(WHAT YOU SHOULD DO) Could you print every record below exactly as it appears?

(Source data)
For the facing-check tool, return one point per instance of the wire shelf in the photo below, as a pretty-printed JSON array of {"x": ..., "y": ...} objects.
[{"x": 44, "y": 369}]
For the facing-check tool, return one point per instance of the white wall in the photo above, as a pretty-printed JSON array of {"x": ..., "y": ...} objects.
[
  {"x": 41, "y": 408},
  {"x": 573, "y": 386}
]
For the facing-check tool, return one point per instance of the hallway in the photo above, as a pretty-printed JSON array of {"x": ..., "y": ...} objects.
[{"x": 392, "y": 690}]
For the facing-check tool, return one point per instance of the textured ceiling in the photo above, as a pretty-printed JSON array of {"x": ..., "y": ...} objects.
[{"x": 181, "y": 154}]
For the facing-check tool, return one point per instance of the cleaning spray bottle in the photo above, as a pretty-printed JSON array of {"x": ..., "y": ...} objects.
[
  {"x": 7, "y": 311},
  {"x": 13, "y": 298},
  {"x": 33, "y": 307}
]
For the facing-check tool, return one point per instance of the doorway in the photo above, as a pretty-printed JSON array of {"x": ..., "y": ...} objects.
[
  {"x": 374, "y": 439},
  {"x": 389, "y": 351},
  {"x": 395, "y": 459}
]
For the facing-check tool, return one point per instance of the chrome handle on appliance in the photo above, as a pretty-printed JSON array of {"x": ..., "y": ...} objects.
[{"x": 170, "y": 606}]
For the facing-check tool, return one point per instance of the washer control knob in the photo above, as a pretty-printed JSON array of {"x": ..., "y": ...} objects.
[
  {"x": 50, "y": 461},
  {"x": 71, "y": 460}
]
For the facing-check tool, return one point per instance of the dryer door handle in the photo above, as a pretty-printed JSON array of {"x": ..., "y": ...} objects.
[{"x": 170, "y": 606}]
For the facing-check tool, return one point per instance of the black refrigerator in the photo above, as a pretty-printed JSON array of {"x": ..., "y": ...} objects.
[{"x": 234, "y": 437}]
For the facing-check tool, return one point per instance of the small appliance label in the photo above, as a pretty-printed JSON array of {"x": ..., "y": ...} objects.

(FINISHED ANSWER)
For the facing-check tool, return one point per instance of the wire shelf in the photo below, as a pretty-printed JSON array of {"x": ..., "y": ...} objects.
[{"x": 44, "y": 369}]
For the facing-check tool, return one point per instance of the white wall in the photo above, as a pretty-printed JSON array of {"x": ..., "y": ...} objects.
[
  {"x": 41, "y": 408},
  {"x": 573, "y": 386}
]
For the facing-check tool, return one point per instance of the hallway in the photo above, as a pretty-printed JSON array of {"x": ..., "y": ...} objects.
[{"x": 392, "y": 690}]
For the facing-check tool, return one point per instance of the textured ceiling in the photo above, as a pretty-printed JSON array of {"x": ..., "y": ...} objects.
[{"x": 181, "y": 154}]
For the facing-check tool, return one point per instance of the cleaning spray bottle in the photo above, as a pretty-printed JSON array of {"x": ..., "y": ...} objects.
[
  {"x": 7, "y": 311},
  {"x": 13, "y": 298},
  {"x": 33, "y": 307}
]
For the facing-check tool, return one point per instance of the doorway in the photo above, as a pretty-printed JSON array of {"x": ..., "y": ...} objects.
[
  {"x": 374, "y": 439},
  {"x": 389, "y": 351},
  {"x": 395, "y": 459}
]
For the facing-check tool, return one point per instance of the chrome handle on appliance in the photo above, as a pretty-printed JSON array of {"x": ..., "y": ...} objects.
[{"x": 170, "y": 606}]
For the facing-check tool, return one point per instance of the washer control knob in the photo above, as a pretty-printed JSON array of {"x": ..., "y": ...} objects.
[
  {"x": 50, "y": 461},
  {"x": 71, "y": 460}
]
For the facing-check tool, return one point per instance of the dryer door handle in the photo above, as a pretty-printed JSON array of {"x": ..., "y": ...} objects.
[{"x": 170, "y": 606}]
For the facing-check tool, return one point per instance of the black refrigerator in the photo above, as a pretty-printed JSON array of {"x": ..., "y": ...} objects.
[{"x": 234, "y": 437}]
For the facing-check tool, return one point per instance of the small appliance label in the photo above, as a pretty-printed JSON array of {"x": ..., "y": ...} objects.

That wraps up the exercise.